━━━ TEXT SHOWN

“AND I PAID FOR THAT NEED”. ECONOMIC CONSEQUENCES OF REDEMPTION PENALTY IN MOLDOVA (XVI-XVII) Cover Image

„ŞI M-AM PLĂTIT DENTR-ACEASTĂ NEVOIE”. CONSECINŢE ECONOMICE ALE RĂSCUMPĂRĂRII PEDEPSEI ÎN MOLDOVA (SECOLELE XVI-XVII)
“AND I PAID FOR THAT NEED”. ECONOMIC CONSEQUENCES OF REDEMPTION PENALTY IN MOLDOVA (XVI-XVII)

Author(s): Cătălina Chelcu
Subject(s): History
Published by: Editura Academiei Române
Keywords: composition, the bargaining of penalty, redemption penalty, pledge.

━━━━━━

#### GIVEN TASK 1
Translate the sentence "And I paid for that need." from the article listing into French.
#### GIVEN TASK 2
Please retype the part of the article listing starting with "Author(s): Cătălina Chelcu" and going on through "redemption penalty, pledge.".
The entries are not needed here.

━━━ DATA LISTING

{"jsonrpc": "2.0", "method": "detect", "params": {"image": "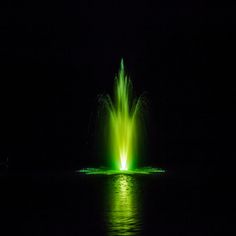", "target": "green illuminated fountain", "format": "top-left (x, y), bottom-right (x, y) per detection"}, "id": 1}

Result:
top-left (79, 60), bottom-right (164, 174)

━━━━━━
━━━ DATA LISTING

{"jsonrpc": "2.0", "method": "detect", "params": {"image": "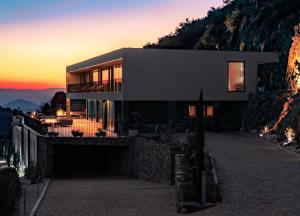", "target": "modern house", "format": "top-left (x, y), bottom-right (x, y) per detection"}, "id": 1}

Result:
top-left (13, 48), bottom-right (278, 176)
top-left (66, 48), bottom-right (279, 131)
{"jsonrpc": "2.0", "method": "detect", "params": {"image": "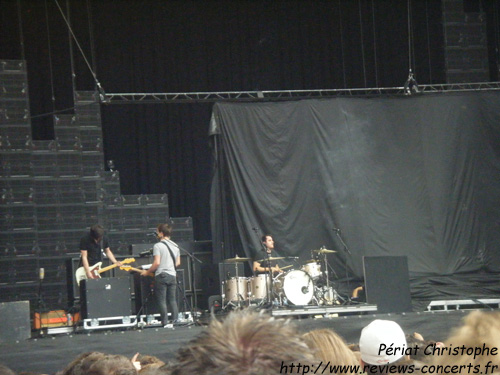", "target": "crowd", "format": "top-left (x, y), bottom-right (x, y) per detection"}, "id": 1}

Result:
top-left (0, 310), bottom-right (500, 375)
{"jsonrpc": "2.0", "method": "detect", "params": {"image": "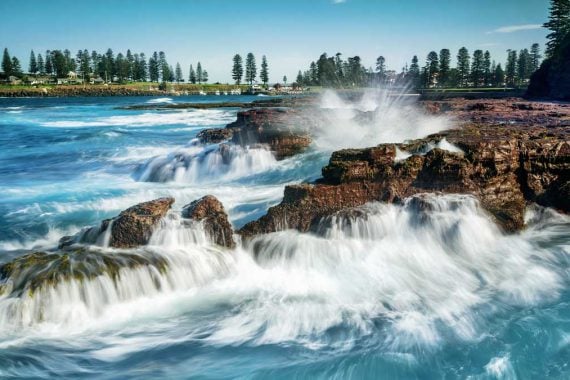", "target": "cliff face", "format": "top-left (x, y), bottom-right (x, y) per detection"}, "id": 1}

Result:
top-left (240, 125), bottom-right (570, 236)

━━━━━━
━━━ DATA LISTING

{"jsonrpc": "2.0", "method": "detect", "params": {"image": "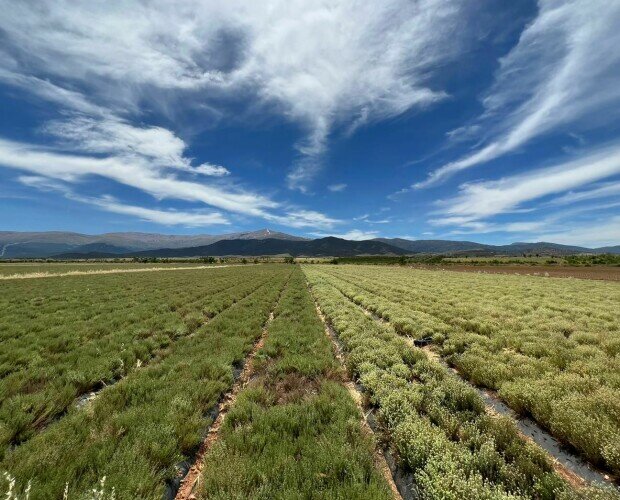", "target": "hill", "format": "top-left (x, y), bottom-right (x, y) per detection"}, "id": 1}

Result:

━━━━━━

#### REPLY 1
Et j'ai payé pour ce besoin.

#### REPLY 2
Author(s): Cătălina Chelcu
Subject(s): History
Published by: Editura Academiei Române
Keywords: composition, the bargaining of penalty, redemption penalty, pledge.